--- Exercise aim ---
Each line should be copied exactly.

○ ○ ○ ○ ○

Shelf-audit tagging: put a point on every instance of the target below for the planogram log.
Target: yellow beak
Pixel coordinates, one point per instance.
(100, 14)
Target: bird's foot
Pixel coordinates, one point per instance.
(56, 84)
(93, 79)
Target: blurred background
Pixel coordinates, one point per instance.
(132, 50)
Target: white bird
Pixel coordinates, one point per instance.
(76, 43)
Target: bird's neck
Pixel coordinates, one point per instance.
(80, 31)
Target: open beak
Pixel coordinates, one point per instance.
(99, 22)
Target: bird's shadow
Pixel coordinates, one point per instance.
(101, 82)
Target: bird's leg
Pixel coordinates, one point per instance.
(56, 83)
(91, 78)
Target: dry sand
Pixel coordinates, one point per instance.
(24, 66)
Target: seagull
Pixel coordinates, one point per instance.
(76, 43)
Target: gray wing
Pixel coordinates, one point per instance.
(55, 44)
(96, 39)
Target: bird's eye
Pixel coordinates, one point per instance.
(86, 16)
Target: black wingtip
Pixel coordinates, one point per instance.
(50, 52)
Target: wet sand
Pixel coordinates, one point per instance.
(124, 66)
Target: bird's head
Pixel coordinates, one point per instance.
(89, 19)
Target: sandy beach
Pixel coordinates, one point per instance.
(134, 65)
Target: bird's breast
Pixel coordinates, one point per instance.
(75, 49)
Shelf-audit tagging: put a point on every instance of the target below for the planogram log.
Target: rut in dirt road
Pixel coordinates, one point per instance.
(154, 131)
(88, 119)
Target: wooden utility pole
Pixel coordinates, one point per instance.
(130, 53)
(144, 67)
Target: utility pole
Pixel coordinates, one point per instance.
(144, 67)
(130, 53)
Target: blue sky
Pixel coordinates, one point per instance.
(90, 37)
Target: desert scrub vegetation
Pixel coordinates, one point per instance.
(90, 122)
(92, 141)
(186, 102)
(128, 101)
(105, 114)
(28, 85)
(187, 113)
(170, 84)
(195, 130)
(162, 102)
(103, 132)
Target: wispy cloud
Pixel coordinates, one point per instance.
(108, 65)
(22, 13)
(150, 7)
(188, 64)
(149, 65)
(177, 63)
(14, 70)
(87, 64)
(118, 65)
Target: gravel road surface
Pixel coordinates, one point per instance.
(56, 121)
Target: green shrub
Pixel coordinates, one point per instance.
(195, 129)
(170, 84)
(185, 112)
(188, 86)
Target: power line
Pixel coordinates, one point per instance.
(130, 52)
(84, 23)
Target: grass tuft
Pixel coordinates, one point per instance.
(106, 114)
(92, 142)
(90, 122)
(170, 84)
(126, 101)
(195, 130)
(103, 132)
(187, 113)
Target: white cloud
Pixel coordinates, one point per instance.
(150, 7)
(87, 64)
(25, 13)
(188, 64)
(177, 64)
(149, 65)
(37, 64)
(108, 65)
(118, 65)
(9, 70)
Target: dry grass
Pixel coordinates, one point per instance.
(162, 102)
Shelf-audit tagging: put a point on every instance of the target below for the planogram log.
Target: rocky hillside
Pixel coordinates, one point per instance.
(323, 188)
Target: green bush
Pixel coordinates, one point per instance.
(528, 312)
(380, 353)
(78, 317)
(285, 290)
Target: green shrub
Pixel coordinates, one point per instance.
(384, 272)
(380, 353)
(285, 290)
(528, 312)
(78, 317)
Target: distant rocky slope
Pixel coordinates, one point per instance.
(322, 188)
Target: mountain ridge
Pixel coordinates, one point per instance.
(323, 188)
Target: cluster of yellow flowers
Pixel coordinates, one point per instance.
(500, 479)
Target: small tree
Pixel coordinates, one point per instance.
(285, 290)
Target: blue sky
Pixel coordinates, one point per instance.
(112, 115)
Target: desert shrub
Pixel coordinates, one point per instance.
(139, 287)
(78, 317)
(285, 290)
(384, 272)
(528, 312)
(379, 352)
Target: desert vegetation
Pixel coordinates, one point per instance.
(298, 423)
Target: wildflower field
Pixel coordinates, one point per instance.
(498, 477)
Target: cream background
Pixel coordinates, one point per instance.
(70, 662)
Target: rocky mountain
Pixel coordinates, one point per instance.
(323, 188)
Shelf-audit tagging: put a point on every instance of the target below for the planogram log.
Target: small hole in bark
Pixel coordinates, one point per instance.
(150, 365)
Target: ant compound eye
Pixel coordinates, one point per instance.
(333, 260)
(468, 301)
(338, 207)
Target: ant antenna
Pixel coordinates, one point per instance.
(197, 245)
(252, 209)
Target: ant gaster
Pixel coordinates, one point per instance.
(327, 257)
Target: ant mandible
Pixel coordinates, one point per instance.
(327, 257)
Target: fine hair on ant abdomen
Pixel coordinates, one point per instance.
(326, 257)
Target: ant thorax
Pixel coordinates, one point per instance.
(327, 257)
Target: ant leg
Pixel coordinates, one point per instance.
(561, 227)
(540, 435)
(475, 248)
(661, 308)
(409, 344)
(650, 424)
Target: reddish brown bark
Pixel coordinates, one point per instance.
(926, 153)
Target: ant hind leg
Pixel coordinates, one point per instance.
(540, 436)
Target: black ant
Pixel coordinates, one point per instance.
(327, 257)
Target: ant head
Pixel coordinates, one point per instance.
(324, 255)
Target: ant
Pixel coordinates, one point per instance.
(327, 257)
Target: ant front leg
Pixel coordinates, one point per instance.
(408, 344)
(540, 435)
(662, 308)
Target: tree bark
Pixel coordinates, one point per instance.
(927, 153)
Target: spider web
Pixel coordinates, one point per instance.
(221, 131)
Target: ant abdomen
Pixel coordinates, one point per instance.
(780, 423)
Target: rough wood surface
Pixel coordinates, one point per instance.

○ ○ ○ ○ ○

--- Solution for this problem ---
Shelf-audit tagging: put a point on every instance of the target below for the planogram log.
Target: yellow beak
Pixel coordinates, one point per instance.
(100, 14)
Target: bird's foot
Pixel coordinates, one point per instance.
(56, 84)
(93, 79)
Target: blurred background
Pixel coordinates, one point per instance.
(132, 50)
Target: white bird
Pixel coordinates, one point per instance.
(76, 43)
Target: bird's neck
Pixel coordinates, one point per instance.
(80, 31)
Target: open beak
Pixel coordinates, one point per instance.
(99, 22)
Target: bird's shadow
Pixel coordinates, one point per instance.
(101, 82)
Target: bird's leg
Pixel coordinates, one point per instance.
(56, 83)
(91, 78)
Target: dry sand
Pixel coordinates, one point per instance.
(24, 66)
Target: seagull
Pixel coordinates, one point per instance.
(76, 43)
Target: gray wing
Pixel coordinates, one point per instance.
(55, 44)
(96, 39)
Target: bird's eye
Pixel coordinates, one point per instance.
(86, 16)
Target: black wingtip
Pixel coordinates, one point per instance.
(50, 52)
Target: wet sand
Pixel coordinates, one point per instance.
(124, 66)
Target: bird's head
Pixel coordinates, one point per instance.
(89, 19)
Target: sandy beach
Pixel coordinates, one point per instance.
(134, 65)
Target: bird's breast
Pixel coordinates, one point per instance.
(75, 49)
Shelf-audit tagging: put a point on every instance of the target below for the planogram log.
Target: rut in dirt road
Pixel coordinates, one point per instance.
(154, 131)
(88, 119)
Target: wooden utility pole
Pixel coordinates, one point per instance.
(130, 53)
(144, 67)
Target: utility pole
Pixel coordinates, one point per instance.
(144, 67)
(130, 53)
Target: blue sky
Pixel coordinates, one point per instance.
(90, 37)
Target: desert scrub vegetation
Pixel coordinates, one point per instance.
(90, 122)
(92, 141)
(186, 102)
(128, 101)
(105, 114)
(28, 85)
(187, 113)
(170, 84)
(195, 130)
(162, 102)
(103, 132)
Target: wispy cloud
Pixel coordinates, one point per instance.
(108, 65)
(22, 13)
(150, 7)
(188, 64)
(149, 65)
(177, 63)
(14, 70)
(87, 64)
(118, 65)
Target: gravel road surface
Pixel coordinates, one point per instance.
(56, 121)
Target: green shrub
Pixel coordinates, one point per instance.
(195, 129)
(170, 84)
(185, 112)
(188, 86)
Target: power line
Pixel coordinates, one point per instance.
(130, 52)
(84, 23)
Target: grass tuft
Pixel coordinates, one point per instance.
(106, 114)
(92, 142)
(90, 122)
(170, 84)
(126, 101)
(195, 130)
(103, 132)
(187, 113)
Target: white cloud
Pixel coordinates, one point per instance.
(150, 7)
(87, 64)
(25, 13)
(188, 64)
(177, 64)
(149, 65)
(37, 64)
(108, 65)
(118, 65)
(9, 70)
Target: dry grass
Pixel coordinates, one point per instance.
(162, 102)
Shelf-audit tagging: put a point on every instance of the target below for the planogram log.
Target: rocky hillside
Pixel coordinates, one point per instance.
(323, 188)
Target: green bush
Pixel coordinates, one point per instance.
(528, 312)
(380, 353)
(78, 317)
(285, 290)
Target: green shrub
Pixel coordinates, one point per instance.
(384, 272)
(380, 353)
(285, 290)
(528, 312)
(78, 317)
Target: distant rocky slope
Pixel coordinates, one point per instance.
(322, 188)
Target: mountain ridge
Pixel coordinates, one point per instance.
(323, 188)
Target: cluster of yellow flowers
Pixel coordinates, one point per instance.
(500, 479)
Target: small tree
Pixel coordinates, one point per instance.
(285, 290)
Target: blue sky
Pixel coordinates, one point per instance.
(112, 115)
Target: desert shrub
Pixel coordinates, one point per instance.
(139, 287)
(78, 317)
(285, 290)
(384, 272)
(528, 312)
(379, 352)
Target: desert vegetation
Pixel coordinates, one point per instance.
(298, 423)
Target: wildflower field
Pixel coordinates, one point per instance.
(498, 477)
Target: cream background
Pixel coordinates, one point per instance.
(70, 662)
Target: rocky mountain
Pixel coordinates, one point per instance.
(323, 188)
Shelf-audit tagging: put a point on every instance of the target below for the planogram log.
Target: small hole in bark
Pixel coordinates, one point per instance.
(150, 365)
Target: ant compound eye
Pixel coordinates, one point per instance.
(333, 260)
(468, 301)
(338, 207)
Target: ant antenna
Pixel coordinates, one point per instance.
(197, 245)
(252, 209)
Target: ant gaster
Pixel coordinates, one point per instance.
(327, 257)
Target: ant mandible
Pixel coordinates, one point per instance.
(327, 257)
Target: fine hair on ant abdomen
Pixel coordinates, one point per instance.
(326, 257)
Target: ant thorax
Pixel coordinates, one point per instance.
(327, 257)
Target: ant leg
Pixel coordinates, one point per instance.
(561, 227)
(540, 435)
(475, 248)
(661, 308)
(409, 344)
(650, 424)
Target: reddish brown bark
Pixel coordinates, one point per instance.
(926, 153)
Target: ant hind leg
Pixel coordinates, one point per instance.
(540, 436)
Target: black ant
Pixel coordinates, one point per instance.
(327, 257)
Target: ant head
Pixel coordinates, one point per instance.
(324, 255)
Target: ant
Pixel coordinates, one point per instance.
(327, 257)
Target: ant front leg
Pixel coordinates, one point per instance.
(408, 344)
(540, 435)
(662, 308)
Target: tree bark
Pixel coordinates, one point per instance.
(927, 153)
Target: spider web
Pixel coordinates, one point per instance.
(221, 131)
Target: ant abdomen
Pixel coordinates, one point per instance.
(780, 423)
Target: rough wood surface
Pixel coordinates, one point per instance.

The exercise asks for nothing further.